All’inizio del film quando i soldati incontrano i pochi abitanti di quel posto sperduto una vecchietta non capisce una parola ma gli porge i pomodori: per me è una delle scene più belle del film, per me quella è la Grecia. Dove capita di riverniciare una porta o una barca, di correre dietro a una gallina, di contemplare il mare da un muretto, da una scogliera o da un faro, di accontentarsi del mare, di partecipare a una festa paesana che non finisce mai, non si sa se più per l’effetto dell’ouzo o del sirtaki.

Il ricordo di Salvatores
La magia di “Mediterraneo” mentre continuate a immaginare quell’isola e a essere cullati dalla sua musica sta tutta nelle parole scritte dallo stesso Salvatores: “Nei primi giorni di lavorazione abbiamo avuto diverse crisi: l’isolamento, il vento caldo, la scomodità, il sentirsi così lontani da casa. Poi al disagio e allo scoraggiamento è subentrata una specie di malinconia, una nostalgia di casa, ma anche un lento e caldo senso di abbandono. Una perdita della dimensione del tempo, un rallentarsi dolce del ritmo cardiaco, un respiro più ampio. E poi una sensazione di libertà e di pulizia, di essenzialità e di profondità nei nostri pensieri, un lasciarsi andare ai ritmi naturali del mare, del sole e della luna, del vento caldo dell’Egeo. Così, giorno dopo giorno, gli otto interpreti hanno vissuto le stesse sensazioni dei loro personaggi.”

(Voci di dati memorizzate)

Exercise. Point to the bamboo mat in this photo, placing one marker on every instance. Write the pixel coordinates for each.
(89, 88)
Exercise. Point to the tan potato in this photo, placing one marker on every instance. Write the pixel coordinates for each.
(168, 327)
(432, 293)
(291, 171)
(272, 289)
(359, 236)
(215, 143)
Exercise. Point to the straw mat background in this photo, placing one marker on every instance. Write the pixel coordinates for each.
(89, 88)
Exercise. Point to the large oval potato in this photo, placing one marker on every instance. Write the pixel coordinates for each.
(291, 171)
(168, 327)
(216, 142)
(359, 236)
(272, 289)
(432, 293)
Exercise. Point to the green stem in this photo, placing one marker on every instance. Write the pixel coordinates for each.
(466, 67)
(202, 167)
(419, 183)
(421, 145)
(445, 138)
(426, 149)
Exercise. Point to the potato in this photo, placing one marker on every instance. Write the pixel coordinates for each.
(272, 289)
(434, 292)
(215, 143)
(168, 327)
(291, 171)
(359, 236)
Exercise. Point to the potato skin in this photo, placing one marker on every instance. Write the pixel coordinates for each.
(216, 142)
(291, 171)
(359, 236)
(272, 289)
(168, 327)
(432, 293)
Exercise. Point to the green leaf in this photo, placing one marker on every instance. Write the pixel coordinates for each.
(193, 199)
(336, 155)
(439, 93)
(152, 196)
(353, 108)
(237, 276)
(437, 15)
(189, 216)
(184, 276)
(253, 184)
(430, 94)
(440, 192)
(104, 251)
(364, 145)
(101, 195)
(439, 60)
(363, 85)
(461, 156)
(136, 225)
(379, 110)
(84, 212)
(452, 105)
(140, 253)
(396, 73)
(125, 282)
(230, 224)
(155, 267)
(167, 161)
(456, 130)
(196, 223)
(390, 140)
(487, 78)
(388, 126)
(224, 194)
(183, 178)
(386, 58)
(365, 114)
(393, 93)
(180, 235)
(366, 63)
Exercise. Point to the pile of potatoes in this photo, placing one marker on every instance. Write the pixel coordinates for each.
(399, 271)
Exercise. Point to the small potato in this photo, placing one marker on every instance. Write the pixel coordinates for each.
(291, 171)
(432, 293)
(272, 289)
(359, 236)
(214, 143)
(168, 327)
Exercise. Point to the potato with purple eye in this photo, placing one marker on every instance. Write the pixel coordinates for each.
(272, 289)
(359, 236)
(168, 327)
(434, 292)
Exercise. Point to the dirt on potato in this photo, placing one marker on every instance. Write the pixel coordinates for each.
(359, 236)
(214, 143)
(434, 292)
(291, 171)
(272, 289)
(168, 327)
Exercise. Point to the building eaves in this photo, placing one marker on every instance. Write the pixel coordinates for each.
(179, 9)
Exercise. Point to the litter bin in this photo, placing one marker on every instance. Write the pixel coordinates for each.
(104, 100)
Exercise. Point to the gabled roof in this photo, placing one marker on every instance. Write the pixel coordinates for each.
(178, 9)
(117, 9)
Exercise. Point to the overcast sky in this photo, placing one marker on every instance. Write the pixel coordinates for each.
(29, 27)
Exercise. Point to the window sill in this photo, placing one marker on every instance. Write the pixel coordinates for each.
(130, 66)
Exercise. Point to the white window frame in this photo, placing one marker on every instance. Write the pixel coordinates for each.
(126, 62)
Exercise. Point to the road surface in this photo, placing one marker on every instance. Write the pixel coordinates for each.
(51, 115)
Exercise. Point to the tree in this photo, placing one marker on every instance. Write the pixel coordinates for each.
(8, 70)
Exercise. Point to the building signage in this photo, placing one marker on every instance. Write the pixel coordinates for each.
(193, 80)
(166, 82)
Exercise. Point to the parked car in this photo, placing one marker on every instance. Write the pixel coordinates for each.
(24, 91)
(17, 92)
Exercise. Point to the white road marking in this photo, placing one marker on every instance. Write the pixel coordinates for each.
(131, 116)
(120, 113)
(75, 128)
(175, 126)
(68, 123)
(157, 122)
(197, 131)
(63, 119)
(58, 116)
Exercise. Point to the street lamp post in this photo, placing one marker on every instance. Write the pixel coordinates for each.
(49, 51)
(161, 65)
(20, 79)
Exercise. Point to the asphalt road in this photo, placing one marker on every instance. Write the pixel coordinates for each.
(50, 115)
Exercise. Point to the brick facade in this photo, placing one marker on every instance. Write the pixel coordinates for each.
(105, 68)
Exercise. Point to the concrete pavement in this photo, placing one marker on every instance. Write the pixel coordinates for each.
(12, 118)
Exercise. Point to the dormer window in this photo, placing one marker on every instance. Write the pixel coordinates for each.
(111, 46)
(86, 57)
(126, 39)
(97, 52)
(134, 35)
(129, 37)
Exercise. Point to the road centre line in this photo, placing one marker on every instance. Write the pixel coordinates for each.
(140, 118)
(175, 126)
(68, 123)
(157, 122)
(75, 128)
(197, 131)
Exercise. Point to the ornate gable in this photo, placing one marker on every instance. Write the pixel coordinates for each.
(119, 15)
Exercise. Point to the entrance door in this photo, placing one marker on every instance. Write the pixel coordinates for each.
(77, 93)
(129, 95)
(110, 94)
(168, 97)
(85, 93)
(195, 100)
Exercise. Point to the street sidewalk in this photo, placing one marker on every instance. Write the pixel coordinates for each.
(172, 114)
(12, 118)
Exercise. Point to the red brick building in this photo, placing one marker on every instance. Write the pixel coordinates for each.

_Obiettivo del compito_.
Ripeti per intero, senza alcuna modifica, il testo fornito sul film "Mediterraneo".

_Risposta_.
All’inizio del film quando i soldati incontrano i pochi abitanti di quel posto sperduto una vecchietta non capisce una parola ma gli porge i pomodori: per me è una delle scene più belle del film, per me quella è la Grecia. Dove capita di riverniciare una porta o una barca, di correre dietro a una gallina, di contemplare il mare da un muretto, da una scogliera o da un faro, di accontentarsi del mare, di partecipare a una festa paesana che non finisce mai, non si sa se più per l’effetto dell’ouzo o del sirtaki.

Il ricordo di Salvatores
La magia di “Mediterraneo” mentre continuate a immaginare quell’isola e a essere cullati dalla sua musica sta tutta nelle parole scritte dallo stesso Salvatores: “Nei primi giorni di lavorazione abbiamo avuto diverse crisi: l’isolamento, il vento caldo, la scomodità, il sentirsi così lontani da casa. Poi al disagio e allo scoraggiamento è subentrata una specie di malinconia, una nostalgia di casa, ma anche un lento e caldo senso di abbandono. Una perdita della dimensione del tempo, un rallentarsi dolce del ritmo cardiaco, un respiro più ampio. E poi una sensazione di libertà e di pulizia, di essenzialità e di profondità nei nostri pensieri, un lasciarsi andare ai ritmi naturali del mare, del sole e della luna, del vento caldo dell’Egeo. Così, giorno dopo giorno, gli otto interpreti hanno vissuto le stesse sensazioni dei loro personaggi.”